START Quoted passage

For more information, and to apply, go to http://www.sheffield.ac.uk/postgraduate/research/scholarships/projects/oldbaileyconvicts

The Impact of Digital Resources in the History of Crime

This project will examine the impact of the widespread availability of digital resources on attitudes towards crime and its history.  Core case studies will include the Old Bailey Proceedings Online, Founders and Survivors (records of the 73,000 men women and children who were transported to Tasmania), and, following its launch, the Digital Panopticon website.  This project will investigate both academic and non-academic uses of internet information provided in the UK and Australia, using a combination of quantitative and qualitative methodologies.  A wide range of sources can be used to measure the extent to which these sites have shaped how the history of crime has been written, and to assess their impact on users’ perceptions of the crimes and punishments, including individual criminal lives, documented on these websites.  It will also be possible to investigate how using these resources has shaped wider attitudes towards crime and punishment in contemporary society.  The studentship will appeal to researchers interested in the history of crime, public history, and the digital humanities. AHRC-funded.

END Quoted passage
START Provided material

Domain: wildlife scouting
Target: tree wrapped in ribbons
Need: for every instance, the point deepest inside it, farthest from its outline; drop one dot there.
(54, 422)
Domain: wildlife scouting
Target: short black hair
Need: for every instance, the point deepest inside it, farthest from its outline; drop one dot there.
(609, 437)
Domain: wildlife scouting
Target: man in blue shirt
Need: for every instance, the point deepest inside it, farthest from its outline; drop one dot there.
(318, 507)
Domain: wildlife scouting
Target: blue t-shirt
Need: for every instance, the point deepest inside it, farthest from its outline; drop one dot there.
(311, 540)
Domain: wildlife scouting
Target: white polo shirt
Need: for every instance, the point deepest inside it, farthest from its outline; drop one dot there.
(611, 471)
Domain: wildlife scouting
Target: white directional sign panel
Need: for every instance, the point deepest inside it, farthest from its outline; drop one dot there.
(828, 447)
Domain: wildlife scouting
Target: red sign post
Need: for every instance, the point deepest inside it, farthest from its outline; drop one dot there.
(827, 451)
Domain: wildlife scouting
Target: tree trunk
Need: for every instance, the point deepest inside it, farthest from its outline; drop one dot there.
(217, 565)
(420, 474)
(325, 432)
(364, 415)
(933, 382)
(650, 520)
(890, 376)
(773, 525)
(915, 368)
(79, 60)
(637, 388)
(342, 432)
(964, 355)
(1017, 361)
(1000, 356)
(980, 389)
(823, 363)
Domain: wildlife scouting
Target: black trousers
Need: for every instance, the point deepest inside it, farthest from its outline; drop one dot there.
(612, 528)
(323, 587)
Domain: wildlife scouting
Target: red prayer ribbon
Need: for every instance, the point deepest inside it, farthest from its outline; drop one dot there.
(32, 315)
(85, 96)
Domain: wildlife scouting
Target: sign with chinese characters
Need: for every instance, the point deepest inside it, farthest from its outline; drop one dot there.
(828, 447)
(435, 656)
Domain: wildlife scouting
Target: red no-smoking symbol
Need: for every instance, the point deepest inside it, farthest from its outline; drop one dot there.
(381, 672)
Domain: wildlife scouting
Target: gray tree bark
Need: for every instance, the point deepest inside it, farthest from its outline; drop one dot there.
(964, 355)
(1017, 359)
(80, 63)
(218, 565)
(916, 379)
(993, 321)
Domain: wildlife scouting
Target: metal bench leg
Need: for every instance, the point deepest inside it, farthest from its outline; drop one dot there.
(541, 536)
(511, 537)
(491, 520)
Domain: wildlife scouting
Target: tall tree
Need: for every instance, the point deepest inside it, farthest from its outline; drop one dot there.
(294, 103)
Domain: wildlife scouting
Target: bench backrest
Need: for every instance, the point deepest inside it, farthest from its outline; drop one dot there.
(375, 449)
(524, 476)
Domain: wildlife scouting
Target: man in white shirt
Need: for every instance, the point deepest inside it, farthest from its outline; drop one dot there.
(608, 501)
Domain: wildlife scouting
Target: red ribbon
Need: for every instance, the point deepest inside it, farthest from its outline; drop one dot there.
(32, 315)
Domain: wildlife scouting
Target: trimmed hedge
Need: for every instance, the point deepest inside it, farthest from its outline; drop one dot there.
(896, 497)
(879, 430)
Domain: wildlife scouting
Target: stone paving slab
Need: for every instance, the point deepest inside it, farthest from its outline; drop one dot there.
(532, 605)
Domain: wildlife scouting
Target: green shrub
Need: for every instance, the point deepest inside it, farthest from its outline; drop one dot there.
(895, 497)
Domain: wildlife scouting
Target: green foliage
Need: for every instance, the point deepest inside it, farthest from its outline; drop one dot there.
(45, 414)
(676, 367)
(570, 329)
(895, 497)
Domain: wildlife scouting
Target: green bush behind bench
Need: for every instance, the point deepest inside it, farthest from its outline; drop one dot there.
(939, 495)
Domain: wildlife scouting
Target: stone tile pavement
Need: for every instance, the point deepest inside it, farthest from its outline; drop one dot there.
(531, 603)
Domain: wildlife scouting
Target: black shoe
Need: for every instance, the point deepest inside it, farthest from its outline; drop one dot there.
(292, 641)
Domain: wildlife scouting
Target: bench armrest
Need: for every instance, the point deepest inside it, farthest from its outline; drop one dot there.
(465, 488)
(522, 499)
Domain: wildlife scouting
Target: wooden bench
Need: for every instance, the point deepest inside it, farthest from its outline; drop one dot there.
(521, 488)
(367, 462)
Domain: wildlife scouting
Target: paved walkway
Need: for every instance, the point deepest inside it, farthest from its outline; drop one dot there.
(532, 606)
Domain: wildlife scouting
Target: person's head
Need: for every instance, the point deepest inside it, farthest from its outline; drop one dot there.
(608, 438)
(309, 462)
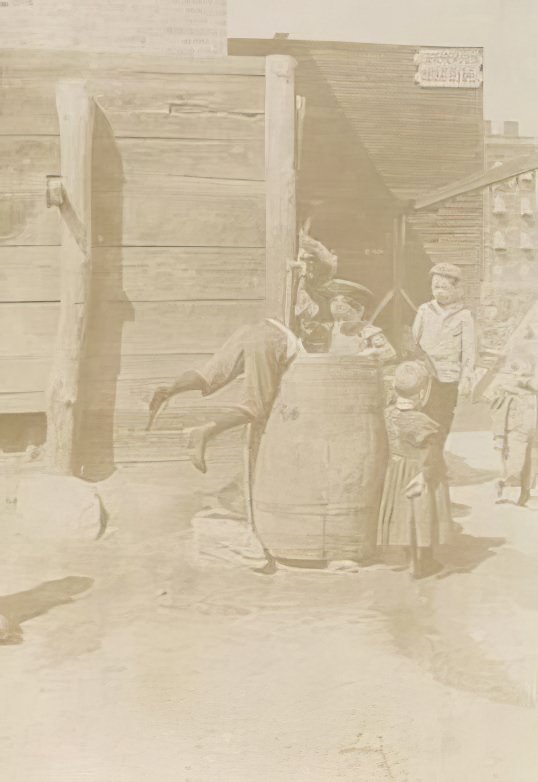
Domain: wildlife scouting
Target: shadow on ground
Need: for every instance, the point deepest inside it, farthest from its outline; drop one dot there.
(23, 606)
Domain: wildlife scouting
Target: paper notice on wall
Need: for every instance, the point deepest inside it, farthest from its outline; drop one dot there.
(456, 68)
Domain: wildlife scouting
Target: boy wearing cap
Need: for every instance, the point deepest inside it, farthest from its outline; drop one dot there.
(444, 331)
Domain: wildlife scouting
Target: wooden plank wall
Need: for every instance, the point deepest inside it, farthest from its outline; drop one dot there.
(372, 138)
(178, 232)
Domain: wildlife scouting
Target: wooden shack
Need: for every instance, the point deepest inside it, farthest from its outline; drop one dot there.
(374, 140)
(192, 220)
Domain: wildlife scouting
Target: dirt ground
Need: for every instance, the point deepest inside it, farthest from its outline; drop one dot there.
(135, 663)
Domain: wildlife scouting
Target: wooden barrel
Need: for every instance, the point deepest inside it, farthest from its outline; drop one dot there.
(321, 460)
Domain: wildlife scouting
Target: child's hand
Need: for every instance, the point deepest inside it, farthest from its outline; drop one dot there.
(416, 487)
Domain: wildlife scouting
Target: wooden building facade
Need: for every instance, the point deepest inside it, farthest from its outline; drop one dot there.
(373, 141)
(192, 218)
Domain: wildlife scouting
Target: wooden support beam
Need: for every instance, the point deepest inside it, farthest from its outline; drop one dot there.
(478, 181)
(281, 228)
(76, 111)
(398, 246)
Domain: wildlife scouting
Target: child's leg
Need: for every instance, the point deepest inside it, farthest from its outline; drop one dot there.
(526, 476)
(201, 435)
(500, 482)
(427, 565)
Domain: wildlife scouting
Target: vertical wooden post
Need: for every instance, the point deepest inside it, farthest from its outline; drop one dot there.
(398, 246)
(76, 115)
(280, 221)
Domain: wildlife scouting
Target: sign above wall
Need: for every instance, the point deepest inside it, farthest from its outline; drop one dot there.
(454, 68)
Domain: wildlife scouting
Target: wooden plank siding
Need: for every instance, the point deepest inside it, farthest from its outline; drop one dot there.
(373, 140)
(178, 214)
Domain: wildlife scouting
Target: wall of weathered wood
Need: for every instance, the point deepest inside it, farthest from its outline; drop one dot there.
(178, 216)
(373, 138)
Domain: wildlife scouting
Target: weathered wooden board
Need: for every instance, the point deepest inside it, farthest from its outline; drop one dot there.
(145, 366)
(166, 273)
(22, 402)
(225, 159)
(25, 220)
(180, 211)
(25, 162)
(23, 374)
(27, 329)
(134, 444)
(59, 64)
(29, 274)
(144, 106)
(133, 395)
(165, 327)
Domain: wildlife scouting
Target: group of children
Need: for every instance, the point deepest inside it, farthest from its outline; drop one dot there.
(328, 316)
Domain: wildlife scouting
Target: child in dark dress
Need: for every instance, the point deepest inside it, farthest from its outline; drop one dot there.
(415, 505)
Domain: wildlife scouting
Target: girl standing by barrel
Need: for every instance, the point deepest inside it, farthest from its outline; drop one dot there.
(415, 504)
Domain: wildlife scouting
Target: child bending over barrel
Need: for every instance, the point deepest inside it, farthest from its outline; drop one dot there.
(262, 352)
(415, 504)
(514, 415)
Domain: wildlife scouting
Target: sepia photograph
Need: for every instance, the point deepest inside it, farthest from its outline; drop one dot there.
(269, 391)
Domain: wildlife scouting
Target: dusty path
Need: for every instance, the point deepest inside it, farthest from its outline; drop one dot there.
(135, 665)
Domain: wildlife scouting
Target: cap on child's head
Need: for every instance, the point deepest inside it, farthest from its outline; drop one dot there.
(410, 378)
(371, 331)
(522, 364)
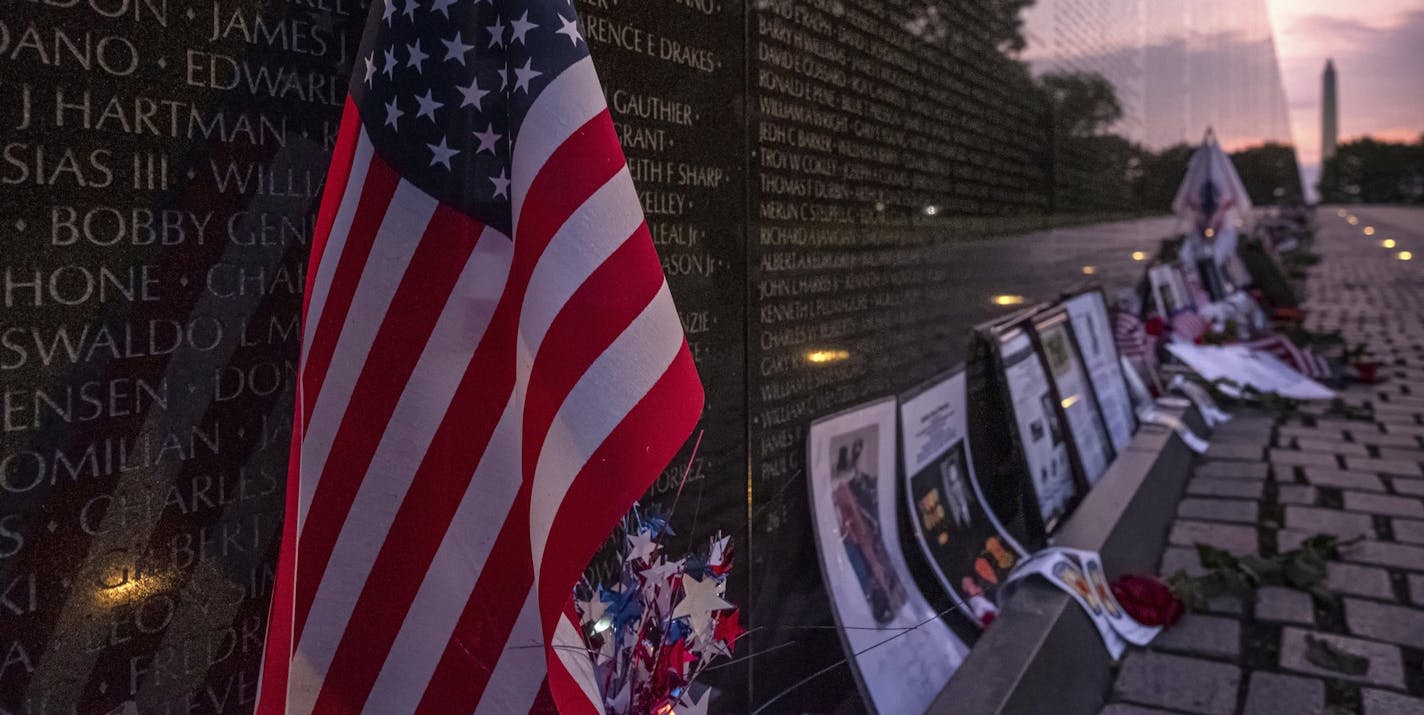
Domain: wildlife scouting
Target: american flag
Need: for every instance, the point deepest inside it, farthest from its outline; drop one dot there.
(493, 372)
(1134, 343)
(1305, 361)
(1189, 325)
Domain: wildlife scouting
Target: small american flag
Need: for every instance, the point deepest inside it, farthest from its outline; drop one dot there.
(1305, 361)
(493, 372)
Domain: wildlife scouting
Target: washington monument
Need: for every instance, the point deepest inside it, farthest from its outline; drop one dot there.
(1329, 113)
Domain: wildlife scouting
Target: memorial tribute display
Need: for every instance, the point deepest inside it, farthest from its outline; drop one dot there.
(853, 496)
(1091, 324)
(1075, 398)
(836, 192)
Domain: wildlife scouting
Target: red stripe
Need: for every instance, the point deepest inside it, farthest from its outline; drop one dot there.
(595, 315)
(276, 654)
(613, 479)
(566, 181)
(375, 198)
(336, 177)
(420, 298)
(601, 309)
(479, 637)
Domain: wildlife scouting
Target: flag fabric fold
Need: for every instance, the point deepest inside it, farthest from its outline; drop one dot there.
(491, 373)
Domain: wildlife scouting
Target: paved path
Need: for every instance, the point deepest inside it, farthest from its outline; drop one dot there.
(1263, 487)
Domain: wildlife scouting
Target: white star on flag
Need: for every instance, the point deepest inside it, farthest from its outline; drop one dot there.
(496, 33)
(473, 94)
(456, 49)
(524, 74)
(501, 184)
(521, 27)
(417, 56)
(570, 27)
(698, 603)
(489, 140)
(443, 7)
(427, 106)
(393, 114)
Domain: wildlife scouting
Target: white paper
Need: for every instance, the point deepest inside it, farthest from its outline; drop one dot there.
(852, 475)
(1040, 433)
(1095, 342)
(1246, 366)
(1077, 400)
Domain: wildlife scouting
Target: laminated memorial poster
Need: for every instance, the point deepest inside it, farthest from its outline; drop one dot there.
(853, 483)
(1041, 436)
(969, 550)
(1074, 393)
(1091, 326)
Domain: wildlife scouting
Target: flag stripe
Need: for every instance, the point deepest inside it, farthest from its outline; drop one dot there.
(644, 442)
(611, 386)
(333, 244)
(376, 194)
(570, 101)
(338, 174)
(363, 314)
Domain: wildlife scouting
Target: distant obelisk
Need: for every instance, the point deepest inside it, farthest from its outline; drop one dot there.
(1329, 113)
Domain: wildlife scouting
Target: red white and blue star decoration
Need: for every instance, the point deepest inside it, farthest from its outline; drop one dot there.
(661, 624)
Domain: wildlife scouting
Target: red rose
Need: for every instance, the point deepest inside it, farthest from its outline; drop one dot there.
(1147, 600)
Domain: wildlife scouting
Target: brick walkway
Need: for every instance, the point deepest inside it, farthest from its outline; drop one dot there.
(1263, 487)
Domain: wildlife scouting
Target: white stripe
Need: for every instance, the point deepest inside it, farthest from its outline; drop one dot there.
(452, 574)
(336, 239)
(600, 400)
(406, 218)
(413, 422)
(564, 106)
(521, 668)
(567, 640)
(590, 235)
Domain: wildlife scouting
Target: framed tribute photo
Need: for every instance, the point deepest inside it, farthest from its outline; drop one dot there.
(1072, 393)
(853, 496)
(969, 551)
(1040, 435)
(1092, 328)
(1169, 291)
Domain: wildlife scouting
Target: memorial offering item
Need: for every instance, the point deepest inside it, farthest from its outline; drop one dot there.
(1097, 345)
(1169, 292)
(967, 549)
(1074, 393)
(1040, 435)
(853, 484)
(661, 624)
(1235, 368)
(480, 405)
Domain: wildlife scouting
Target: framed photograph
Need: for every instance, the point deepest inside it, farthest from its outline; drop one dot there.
(969, 551)
(1092, 329)
(853, 487)
(1041, 437)
(1072, 395)
(1169, 291)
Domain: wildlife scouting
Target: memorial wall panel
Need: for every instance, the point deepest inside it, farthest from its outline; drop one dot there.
(838, 190)
(161, 165)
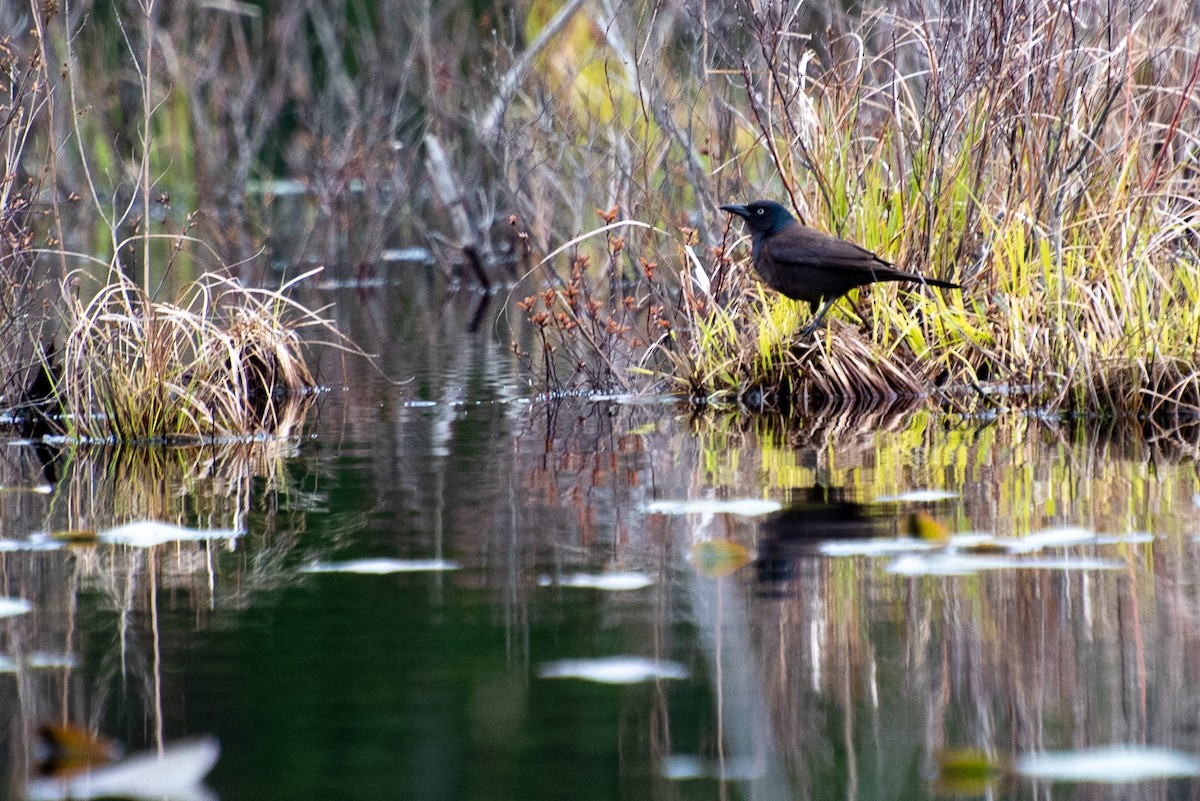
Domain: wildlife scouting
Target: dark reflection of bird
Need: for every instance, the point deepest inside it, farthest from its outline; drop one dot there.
(808, 265)
(789, 537)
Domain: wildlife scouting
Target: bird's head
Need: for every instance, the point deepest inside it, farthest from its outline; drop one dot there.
(762, 216)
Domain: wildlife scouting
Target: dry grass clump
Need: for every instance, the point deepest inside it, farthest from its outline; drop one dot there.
(223, 361)
(1045, 156)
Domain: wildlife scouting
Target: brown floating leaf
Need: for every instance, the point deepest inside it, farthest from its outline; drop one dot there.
(66, 750)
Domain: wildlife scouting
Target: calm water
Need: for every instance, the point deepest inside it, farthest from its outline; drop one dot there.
(801, 674)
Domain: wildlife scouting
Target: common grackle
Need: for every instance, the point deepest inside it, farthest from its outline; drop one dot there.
(808, 265)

END Provided material

### Tasks to perform
**1)** Name each core case study listed in the project description.
**2)** According to the project description, whom do the Founders and Survivors records cover?
Nothing here depends on the stored records.

### Answers to the tasks
**1)**
Old Bailey Proceedings Online
Founders and Survivors
Digital Panopticon website

**2)** The 73,000 men, women and children who were transported to Tasmania.